Brief:
Pull out every line in the listing below that contains the string "blue". Treat uppercase and lowercase as different.

[Excerpts of labeled region data]

··········

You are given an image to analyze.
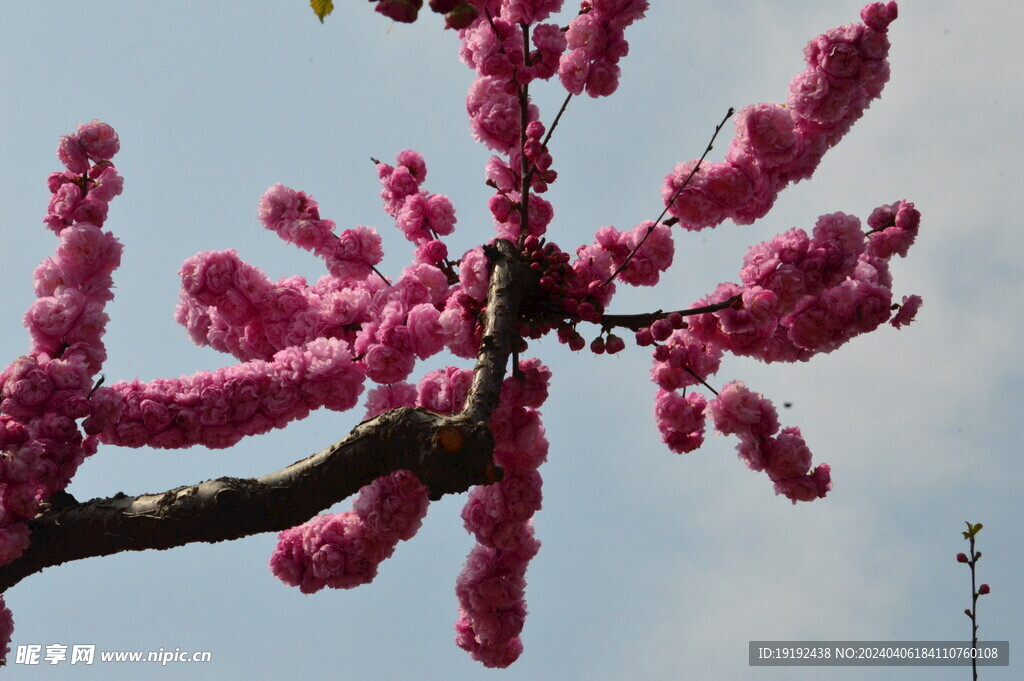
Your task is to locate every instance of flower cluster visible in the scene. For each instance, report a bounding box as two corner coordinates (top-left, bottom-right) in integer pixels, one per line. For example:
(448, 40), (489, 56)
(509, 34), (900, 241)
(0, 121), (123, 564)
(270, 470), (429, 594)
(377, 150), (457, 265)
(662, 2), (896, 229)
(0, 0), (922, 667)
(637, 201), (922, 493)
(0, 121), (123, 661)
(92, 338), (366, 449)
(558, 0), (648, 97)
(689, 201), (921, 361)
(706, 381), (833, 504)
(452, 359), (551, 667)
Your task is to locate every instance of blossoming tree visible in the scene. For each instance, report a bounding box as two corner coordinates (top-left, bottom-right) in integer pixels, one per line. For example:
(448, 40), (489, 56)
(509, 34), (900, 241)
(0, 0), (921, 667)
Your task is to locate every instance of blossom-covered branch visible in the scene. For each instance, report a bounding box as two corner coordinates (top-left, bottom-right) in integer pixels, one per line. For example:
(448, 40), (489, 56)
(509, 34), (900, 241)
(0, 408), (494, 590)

··········

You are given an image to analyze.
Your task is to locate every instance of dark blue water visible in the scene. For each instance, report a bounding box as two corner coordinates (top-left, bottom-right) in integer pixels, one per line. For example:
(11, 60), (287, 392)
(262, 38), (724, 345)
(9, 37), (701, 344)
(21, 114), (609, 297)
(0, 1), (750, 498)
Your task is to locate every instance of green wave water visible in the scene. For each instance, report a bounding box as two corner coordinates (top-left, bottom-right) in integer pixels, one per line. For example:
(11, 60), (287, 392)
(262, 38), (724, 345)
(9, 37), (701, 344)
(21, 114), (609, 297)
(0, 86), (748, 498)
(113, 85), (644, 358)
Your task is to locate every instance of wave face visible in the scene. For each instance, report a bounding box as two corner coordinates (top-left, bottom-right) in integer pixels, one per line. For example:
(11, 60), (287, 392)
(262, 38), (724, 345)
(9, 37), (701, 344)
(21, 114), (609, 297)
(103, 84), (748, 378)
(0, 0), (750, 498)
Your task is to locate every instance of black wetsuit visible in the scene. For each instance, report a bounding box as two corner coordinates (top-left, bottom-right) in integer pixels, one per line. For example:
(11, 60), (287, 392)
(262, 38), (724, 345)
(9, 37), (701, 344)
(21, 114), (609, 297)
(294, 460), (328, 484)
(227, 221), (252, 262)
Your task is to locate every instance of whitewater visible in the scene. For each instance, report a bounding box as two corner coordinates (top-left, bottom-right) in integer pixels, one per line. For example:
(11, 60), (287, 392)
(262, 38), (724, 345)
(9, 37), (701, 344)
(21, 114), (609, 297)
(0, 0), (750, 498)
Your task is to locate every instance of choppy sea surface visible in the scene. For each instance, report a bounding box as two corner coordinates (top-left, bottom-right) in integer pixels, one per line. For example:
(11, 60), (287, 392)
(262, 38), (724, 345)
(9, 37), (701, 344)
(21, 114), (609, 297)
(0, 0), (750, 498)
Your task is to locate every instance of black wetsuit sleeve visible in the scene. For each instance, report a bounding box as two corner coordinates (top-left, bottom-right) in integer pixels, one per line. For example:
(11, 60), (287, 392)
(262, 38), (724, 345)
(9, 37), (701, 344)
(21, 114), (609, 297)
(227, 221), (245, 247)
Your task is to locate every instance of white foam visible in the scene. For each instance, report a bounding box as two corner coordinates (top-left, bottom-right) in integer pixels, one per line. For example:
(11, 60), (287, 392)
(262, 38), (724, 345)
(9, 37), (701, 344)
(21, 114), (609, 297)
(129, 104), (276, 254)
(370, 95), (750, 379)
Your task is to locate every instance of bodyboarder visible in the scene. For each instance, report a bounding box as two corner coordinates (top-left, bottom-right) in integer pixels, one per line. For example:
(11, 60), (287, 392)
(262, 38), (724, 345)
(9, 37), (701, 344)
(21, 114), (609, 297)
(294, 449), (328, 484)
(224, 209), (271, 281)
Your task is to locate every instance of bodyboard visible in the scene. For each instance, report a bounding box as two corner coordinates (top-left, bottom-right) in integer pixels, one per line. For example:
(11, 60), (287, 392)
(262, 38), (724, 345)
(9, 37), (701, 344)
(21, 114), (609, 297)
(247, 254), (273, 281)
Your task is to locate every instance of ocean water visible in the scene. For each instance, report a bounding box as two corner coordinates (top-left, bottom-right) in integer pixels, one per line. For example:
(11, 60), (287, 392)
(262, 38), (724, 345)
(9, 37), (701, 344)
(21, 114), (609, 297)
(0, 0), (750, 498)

··········

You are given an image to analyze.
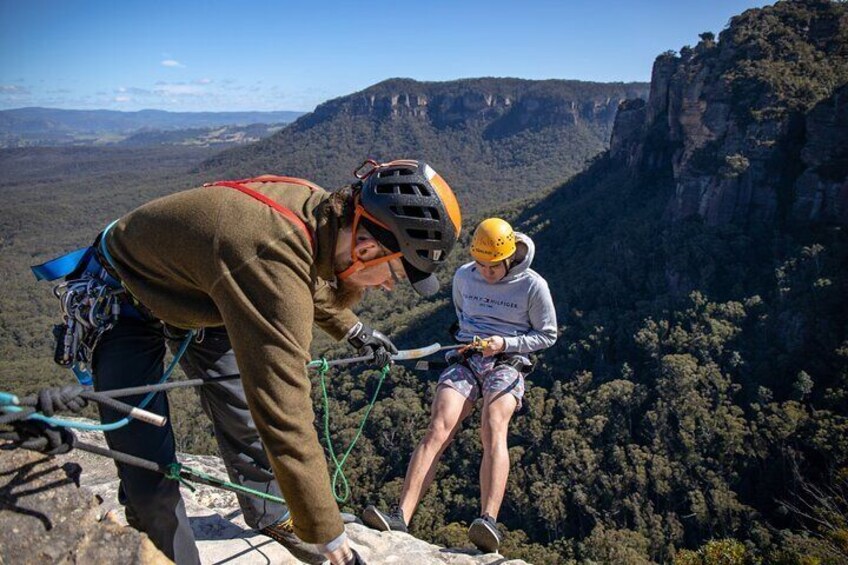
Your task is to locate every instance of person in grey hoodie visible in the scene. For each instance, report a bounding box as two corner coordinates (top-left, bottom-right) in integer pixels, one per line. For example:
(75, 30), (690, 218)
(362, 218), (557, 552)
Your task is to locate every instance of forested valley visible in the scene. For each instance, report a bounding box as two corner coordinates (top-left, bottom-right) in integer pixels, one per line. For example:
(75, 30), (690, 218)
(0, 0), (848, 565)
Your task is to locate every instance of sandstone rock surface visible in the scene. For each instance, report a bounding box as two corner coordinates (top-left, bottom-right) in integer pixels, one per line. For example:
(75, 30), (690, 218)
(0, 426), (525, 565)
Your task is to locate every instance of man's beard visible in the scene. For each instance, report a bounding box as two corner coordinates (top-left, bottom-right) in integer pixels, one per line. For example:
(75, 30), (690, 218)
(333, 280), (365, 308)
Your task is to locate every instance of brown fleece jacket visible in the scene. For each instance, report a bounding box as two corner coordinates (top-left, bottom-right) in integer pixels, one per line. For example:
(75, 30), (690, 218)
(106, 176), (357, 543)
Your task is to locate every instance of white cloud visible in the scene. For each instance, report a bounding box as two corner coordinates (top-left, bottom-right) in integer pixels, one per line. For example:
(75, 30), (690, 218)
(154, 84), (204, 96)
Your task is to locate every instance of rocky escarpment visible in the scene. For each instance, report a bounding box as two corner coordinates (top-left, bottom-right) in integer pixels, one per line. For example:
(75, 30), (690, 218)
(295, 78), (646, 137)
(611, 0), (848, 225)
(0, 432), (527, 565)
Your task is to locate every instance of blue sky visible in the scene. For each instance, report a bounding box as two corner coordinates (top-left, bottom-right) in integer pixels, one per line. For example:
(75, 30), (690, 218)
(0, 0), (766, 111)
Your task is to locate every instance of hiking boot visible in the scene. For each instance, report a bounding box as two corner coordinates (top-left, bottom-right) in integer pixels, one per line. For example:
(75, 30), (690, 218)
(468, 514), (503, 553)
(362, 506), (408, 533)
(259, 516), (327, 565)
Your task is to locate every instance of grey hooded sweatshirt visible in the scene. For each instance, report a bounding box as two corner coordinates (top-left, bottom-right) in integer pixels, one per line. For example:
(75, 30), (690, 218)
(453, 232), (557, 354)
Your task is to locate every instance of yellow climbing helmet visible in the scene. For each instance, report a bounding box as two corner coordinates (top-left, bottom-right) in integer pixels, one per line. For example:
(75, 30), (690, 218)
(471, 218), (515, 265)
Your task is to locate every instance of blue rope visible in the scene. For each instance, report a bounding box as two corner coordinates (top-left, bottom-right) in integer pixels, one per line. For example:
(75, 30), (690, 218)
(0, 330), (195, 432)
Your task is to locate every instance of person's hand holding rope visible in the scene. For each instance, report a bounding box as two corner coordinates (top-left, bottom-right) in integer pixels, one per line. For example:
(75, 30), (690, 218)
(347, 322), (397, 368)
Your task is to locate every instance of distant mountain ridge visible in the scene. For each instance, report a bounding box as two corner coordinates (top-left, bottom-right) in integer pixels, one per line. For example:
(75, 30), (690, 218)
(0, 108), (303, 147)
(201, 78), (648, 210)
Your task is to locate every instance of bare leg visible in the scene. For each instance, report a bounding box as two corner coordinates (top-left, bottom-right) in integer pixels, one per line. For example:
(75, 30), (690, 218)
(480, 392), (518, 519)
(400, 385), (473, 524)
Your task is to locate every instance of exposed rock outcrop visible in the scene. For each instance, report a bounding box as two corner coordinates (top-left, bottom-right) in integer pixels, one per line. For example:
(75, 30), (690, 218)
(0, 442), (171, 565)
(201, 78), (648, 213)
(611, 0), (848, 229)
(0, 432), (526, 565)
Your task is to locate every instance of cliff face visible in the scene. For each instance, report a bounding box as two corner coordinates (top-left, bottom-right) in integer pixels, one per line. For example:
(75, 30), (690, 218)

··········

The solution:
Your task is to locate every instance of dark blue water visible in the scene. For each instance, report a bounding box as two corner coordinates (top-left, bottom-right) in integer pixels, one per line. For example:
Your task is to locate every instance of blue sky visible in the scene. For each instance, report a bounding box as two corner coordinates (top-left, bottom-right) in integer pixels, one per line. For example:
Your task is to locate every instance of blue rope visible in the scene. For each instance, report a bounding box as two corner coordinates (top-left, bottom-right) in integer pixels, one per line. For example:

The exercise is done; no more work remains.